To do =>
The word "head" marks the lines you need; copy each of them from the data.

Dataset records =>
☆ ☆ ☆ ☆ ☆
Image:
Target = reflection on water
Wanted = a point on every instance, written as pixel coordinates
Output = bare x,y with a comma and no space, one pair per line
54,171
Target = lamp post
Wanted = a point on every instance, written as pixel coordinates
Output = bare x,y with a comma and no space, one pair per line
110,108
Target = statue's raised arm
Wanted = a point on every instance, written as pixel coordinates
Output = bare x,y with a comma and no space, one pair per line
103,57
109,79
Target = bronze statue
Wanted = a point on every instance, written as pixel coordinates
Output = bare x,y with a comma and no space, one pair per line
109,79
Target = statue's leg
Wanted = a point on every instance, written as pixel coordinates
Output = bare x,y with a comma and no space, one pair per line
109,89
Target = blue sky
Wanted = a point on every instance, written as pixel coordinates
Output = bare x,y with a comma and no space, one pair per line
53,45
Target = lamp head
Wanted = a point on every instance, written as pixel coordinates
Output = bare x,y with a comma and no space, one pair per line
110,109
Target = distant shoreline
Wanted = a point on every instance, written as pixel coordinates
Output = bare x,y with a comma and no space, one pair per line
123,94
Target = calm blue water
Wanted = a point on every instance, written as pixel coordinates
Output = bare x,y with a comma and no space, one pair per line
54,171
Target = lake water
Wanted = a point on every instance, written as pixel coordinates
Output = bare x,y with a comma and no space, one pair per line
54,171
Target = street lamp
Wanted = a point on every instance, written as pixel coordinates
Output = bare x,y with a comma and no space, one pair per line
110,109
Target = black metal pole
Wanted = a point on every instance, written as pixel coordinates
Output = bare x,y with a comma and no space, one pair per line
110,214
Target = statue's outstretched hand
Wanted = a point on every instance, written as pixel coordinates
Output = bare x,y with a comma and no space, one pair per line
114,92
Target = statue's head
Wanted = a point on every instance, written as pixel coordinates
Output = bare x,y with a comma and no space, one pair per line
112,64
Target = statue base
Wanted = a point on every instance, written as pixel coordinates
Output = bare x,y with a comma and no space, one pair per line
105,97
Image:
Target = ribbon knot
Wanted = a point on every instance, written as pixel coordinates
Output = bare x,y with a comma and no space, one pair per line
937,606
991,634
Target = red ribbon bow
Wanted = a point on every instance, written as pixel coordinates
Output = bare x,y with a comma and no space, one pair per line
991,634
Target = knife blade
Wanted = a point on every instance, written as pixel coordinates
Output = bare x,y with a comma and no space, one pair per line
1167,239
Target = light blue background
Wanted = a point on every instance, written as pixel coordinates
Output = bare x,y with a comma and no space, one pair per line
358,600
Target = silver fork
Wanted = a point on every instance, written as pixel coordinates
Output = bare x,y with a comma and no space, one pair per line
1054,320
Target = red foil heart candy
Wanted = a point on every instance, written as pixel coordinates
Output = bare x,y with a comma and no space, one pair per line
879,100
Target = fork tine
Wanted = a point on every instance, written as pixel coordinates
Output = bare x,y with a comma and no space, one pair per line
☆ ☆ ☆ ☆ ☆
Result =>
Target = lamp head
Target = statue's head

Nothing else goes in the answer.